Selección:
D. Dámaso se preocupó de construir una pequeña ermita en honor de la Santísima Virgen, para poder atender las necesidades espirituales de los veraneantes del barrio de Lo Pagán.

 En tan sólo tres años el Espíritu Santo se sirvió de este humilde sacerdote, para renovar en gran medida la fe de aquel pueblo.

Las obras de San Juan de Ávila eran, juntamente con la Palabra de Dios y el magisterio de la Iglesia, el alimento de su alma.

Los seminaristas de San Pedro de aquel momento recuerdan sus palabras sencillas pero que, envueltas en oración, llegaban a lo profundo de sus corazones, invitándolos siempre a imitar a Jesucristo. Uno de ellos a aquellos pasos donde se sentaban en cualquier sitio y siempre les leía y explicaba algún texto del Beato Ávila.

Conviene resaltar la gran ayuda que las Misioneras del Padre José Soto Chuliá le brindaron a D. Dámaso en su misión evangelizadora, especialmente con las chicas y con las señoras del pueblo.

D. Dámaso vivía centrado en  Jesucristo, trataba de imitarlo y quería ser Jesús en medio de su pueblo. En San Pedro articuló su vida en torno al eje de las grandes virtudes sacerdotales: Imitar a Cristo pobre, casto y obediente.

Extracto de datos:
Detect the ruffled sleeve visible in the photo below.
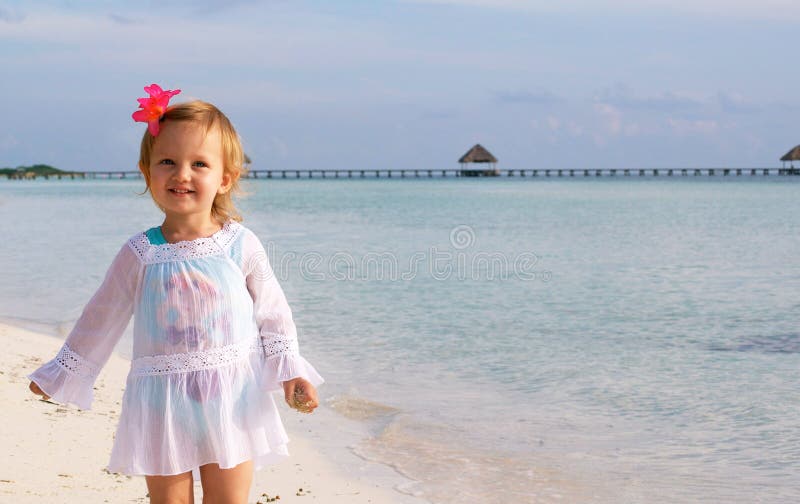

Consignas:
1) Responde según la selección:
(a) ¿Para atender a quiénes construyó D. Dámaso la pequeña ermita?
(b) ¿Qué obras eran, junto con la Palabra de Dios y el magisterio de la Iglesia, el alimento de su alma?
(c) ¿Quiénes le brindaron gran ayuda en su misión evangelizadora, especialmente con las chicas y las señoras del pueblo?
2) Según la selección, ¿cuáles son los rasgos de Cristo que D. Dámaso se proponía imitar como eje de su vida en San Pedro?
3) Retoma la selección sobre D. Dámaso y continúala a partir de su última oración.

Respuestas por consigna:
1)
(a) A los veraneantes del barrio de Lo Pagán, para atender sus necesidades espirituales.
(b) Las obras de San Juan de Ávila.
(c) Las Misioneras del Padre José Soto Chuliá.

2) Pobre, casto y obediente.

3)
Transcurridos tres felices y fecundos años de ministerio sacerdotal, el Señor tenía otro proyecto para su vida.

En 1955 se presentó a los exámenes del concurso de parroquias según era costumbre en aquellos años y tras aprobarlos con muy buena nota, decidió junto con D. Diego Hernández no pedir la parroquia que a ellos más les gustaba o convenía, aunque era lícito según el Código de Derecho Canónico vigente. Se hicieron el siguiente planteamiento: “¿Qué es lo más evangélico y lo más sacerdotal?” E iluminados por el Espíritu Santo pensaron: “Ad voluntatem episcopi”. Y así lo plasmaron en la carta que le enviaron al Señor Obispo. Lo que condujo a D. Diego a la Parroquia de Sta. María de Villena y a D. Dámaso a la Basílica Arciprestal de la Purísima Concepción de Yecla.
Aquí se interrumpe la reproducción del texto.